- **Text block**
------------
# What's wrong with this picture?



## jprince (May 28, 2015)

Did you see anything wrong? lol


----------



## reaganmarsh (May 28, 2015)

Where to begin...


----------



## johnny (May 28, 2015)

Wasn't Paul confused with a Revolutionary in Acts.

"Then you are not the Egyptian who some time ago stirred up a revolt and led the four thousand men of the Assassins out into the wilderness?"

Trying to typecast our Saviour as a Revolutionary only shows the Posters bias against Christianity.

Christ did not come to blow his own trumpet but to fulfil all righteousness.


----------



## timfost (May 28, 2015)

The question should never be WWJD, but WDJD (what DID Jesus do). No one seems to want to ask that because it's not very "progressive."


----------



## BGF (May 28, 2015)

To even make a statement like this you would have to assume that Jesus is a mere man. If that's the case, who cares what Jesus would have to say on any given subject? Why would I assign any more authority to what he says than to what my barber says?

However, if Jesus is the Son of God, and the Bible is the Word of God, then all of Scripture would speak to what Jesus would say on all subjects. Then it becomes very obvious that the author above is wrong on nearly every count. 

Oddly enough I might agree, to some extent, with the author's motive. I'm sure he's reacting to some who would appropriate Jesus' teaching to aid their political or social cause. However, he is engaged in the same thing, only worse. He uses mischaracterization, half truths and flat out lies. It would almost be amusing to me if he weren't so blatantly using the name of our Lord in vain, and, by virtue of clever soundbites, will lead others into the same sin.


----------



## Andrew P.C. (May 28, 2015)

BGF said:


> To even make a statement like this you would have to assume that Jesus is a mere man. If that's the case, who cares what Jesus would have to say on any given subject? Why would I assign any more authority to what he says than to what my barber says?
> 
> However, if Jesus is the Son of God, and the Bible is the Word of God, then all of Scripture would speak to what Jesus would say on all subjects. Then it becomes very obvious that the author above is wrong on nearly every count.
> 
> Oddly enough I might agree, to some extent, with the author's motive. I'm sure he's reacting to some who would appropriate Jesus' teaching to aid their political or social cause. However, he is engaged in the same thing, only worse. He uses mischaracterization, half truths and flat out lies. It would almost be amusing to me if he weren't so blatantly using the name of our Lord in vain, and, by virtue of clever soundbites, will lead others into the same sin.
------------
Object position labeling entries:
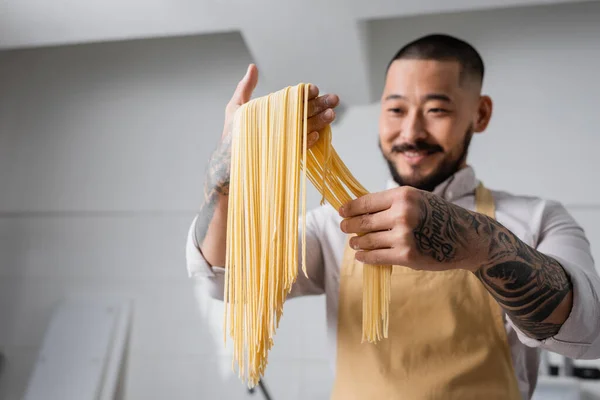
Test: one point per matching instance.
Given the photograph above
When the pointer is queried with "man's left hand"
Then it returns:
(416, 229)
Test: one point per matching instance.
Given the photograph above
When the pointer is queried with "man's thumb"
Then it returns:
(244, 90)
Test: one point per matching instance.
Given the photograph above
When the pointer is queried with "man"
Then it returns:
(481, 279)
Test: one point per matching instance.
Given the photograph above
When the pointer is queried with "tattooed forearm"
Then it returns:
(216, 184)
(527, 284)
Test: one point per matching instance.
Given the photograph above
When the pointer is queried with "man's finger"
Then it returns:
(377, 257)
(313, 91)
(366, 223)
(372, 241)
(322, 103)
(367, 204)
(243, 92)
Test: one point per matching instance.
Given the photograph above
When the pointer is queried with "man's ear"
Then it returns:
(484, 114)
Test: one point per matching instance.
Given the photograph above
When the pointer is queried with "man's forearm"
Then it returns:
(532, 288)
(211, 223)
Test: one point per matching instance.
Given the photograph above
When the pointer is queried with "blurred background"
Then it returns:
(110, 109)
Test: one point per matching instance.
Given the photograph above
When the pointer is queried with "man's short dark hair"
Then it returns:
(442, 47)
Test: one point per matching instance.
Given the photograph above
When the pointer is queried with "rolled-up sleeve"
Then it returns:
(214, 276)
(564, 240)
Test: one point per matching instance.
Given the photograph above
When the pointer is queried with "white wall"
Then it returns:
(102, 153)
(102, 156)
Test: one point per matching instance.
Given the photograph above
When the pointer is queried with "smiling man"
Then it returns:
(481, 280)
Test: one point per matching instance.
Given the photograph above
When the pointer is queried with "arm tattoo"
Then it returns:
(216, 183)
(527, 284)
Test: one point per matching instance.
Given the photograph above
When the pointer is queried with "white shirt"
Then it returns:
(542, 224)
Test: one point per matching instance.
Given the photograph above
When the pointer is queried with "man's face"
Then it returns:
(428, 116)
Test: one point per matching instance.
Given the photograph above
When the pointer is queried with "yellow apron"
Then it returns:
(446, 337)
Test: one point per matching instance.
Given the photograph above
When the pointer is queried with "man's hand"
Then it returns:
(419, 230)
(211, 224)
(409, 227)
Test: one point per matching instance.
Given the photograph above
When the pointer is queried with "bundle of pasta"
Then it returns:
(269, 166)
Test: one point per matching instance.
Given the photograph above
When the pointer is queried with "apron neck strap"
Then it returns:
(484, 201)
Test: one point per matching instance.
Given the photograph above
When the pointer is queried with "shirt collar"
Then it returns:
(458, 185)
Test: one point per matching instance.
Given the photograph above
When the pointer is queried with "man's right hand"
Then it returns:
(320, 108)
(211, 224)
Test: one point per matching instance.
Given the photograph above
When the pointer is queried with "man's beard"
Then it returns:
(445, 170)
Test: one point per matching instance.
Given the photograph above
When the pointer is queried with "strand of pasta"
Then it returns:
(270, 164)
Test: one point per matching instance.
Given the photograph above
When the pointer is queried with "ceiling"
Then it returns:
(312, 39)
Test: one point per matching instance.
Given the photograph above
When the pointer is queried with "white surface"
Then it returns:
(557, 388)
(293, 41)
(80, 356)
(102, 153)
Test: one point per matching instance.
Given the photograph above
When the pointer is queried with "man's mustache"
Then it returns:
(418, 146)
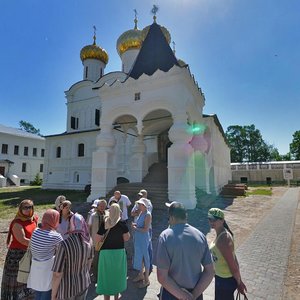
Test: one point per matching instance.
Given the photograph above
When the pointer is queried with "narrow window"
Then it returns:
(16, 150)
(24, 167)
(97, 117)
(137, 96)
(4, 149)
(80, 150)
(58, 152)
(25, 151)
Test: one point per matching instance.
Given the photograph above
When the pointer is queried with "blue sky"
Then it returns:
(245, 55)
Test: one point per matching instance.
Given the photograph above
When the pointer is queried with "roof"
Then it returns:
(155, 54)
(19, 132)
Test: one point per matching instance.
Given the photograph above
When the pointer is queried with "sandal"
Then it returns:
(138, 278)
(143, 284)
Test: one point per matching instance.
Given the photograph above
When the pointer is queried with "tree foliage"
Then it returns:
(295, 145)
(247, 145)
(29, 127)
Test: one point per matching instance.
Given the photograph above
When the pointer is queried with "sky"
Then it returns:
(244, 54)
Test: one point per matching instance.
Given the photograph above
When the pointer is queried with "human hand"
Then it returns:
(242, 287)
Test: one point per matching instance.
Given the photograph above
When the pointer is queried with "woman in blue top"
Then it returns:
(141, 257)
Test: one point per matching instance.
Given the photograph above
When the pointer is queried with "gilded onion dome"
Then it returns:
(94, 52)
(130, 39)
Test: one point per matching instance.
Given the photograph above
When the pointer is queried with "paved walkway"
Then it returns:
(263, 257)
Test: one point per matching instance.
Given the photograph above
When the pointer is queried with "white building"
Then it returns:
(21, 157)
(119, 124)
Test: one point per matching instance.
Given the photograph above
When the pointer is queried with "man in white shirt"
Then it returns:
(123, 201)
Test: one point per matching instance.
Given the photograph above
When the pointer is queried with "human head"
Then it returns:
(177, 212)
(117, 195)
(114, 216)
(143, 205)
(59, 200)
(143, 193)
(95, 203)
(26, 209)
(50, 219)
(78, 225)
(102, 204)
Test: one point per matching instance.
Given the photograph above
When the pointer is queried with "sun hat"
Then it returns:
(142, 193)
(215, 213)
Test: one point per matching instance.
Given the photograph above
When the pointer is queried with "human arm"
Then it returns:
(19, 234)
(206, 278)
(169, 284)
(56, 279)
(226, 247)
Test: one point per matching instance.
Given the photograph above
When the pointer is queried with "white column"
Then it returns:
(181, 165)
(103, 169)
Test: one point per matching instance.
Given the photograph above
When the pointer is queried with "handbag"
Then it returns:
(24, 267)
(99, 244)
(239, 296)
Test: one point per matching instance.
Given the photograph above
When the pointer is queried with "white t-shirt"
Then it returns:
(124, 202)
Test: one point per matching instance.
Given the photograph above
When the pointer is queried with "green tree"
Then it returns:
(295, 145)
(29, 127)
(247, 145)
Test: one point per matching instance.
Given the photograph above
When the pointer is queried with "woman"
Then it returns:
(112, 267)
(141, 257)
(44, 242)
(19, 234)
(228, 277)
(64, 218)
(71, 277)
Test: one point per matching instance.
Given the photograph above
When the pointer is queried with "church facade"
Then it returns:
(121, 123)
------------
- **Work to complete**
**1)** Print the stretch of the forum thread from "Where to begin..." through "bias against Christianity.".
**2)** Carry on the forum thread from the point where it stops.
None of the records is needed for these tasks.

- **Expected results**
**1)**
Where to begin...


----------



## johnny (May 28, 2015)

Wasn't Paul confused with a Revolutionary in Acts.

"Then you are not the Egyptian who some time ago stirred up a revolt and led the four thousand men of the Assassins out into the wilderness?"

Trying to typecast our Saviour as a Revolutionary only shows the Posters bias against Christianity.

**2)**
I'd like to add, since the intent is not to bring glory to our Lord but to advance an agenda, he is clearly using our Lord's name in vain. Likewise, he clearly does not read nor understand the scriptures.


----------



## Andres (May 28, 2015)

reaganmarsh said:


> Where to begin...



lol this was exactly my first thought...


----------



## jprince (May 28, 2015)

An old friend of mine, who recently left the faith, shared this pic on Facebook last night. I do find it ironic how the author seems against using Jesus to aid political causes, yet he does the exact same thing.


----------



## reaganmarsh (May 28, 2015)

Andres said:


> reaganmarsh said:
> 
> 
> > Where to begin...
> ...



Great minds think alike, brother. ;-)


----------



## Patty (May 28, 2015)

I agree, the author is basically describing a political agenda rather than the authenticity of our Lord, as described in Isaiah, as being the Wonderful Counselor, Mighty God, Everlasting Father, Prince of Peace..

One phrase that caught my eye right away was, “Who hung around with lepers, hookers and crooks”

This statement gives the impression of what has become an erroneous belief of our culture to many that Jesus advocates the behavior of sinners (lepers excluded). While it’s true He spent time with all kinds of sinners, one should never confuse Jesus’ ministry with Jesus’ social preferences or friend choices. Jesus ‘hung’ with sinners to reveal their sin, and bring them to repentance – not to practice friendship evangelism..


----------



## VictorBravo (May 28, 2015)

Andres said:


> reaganmarsh said:
> 
> 
> > Where to begin...
> ...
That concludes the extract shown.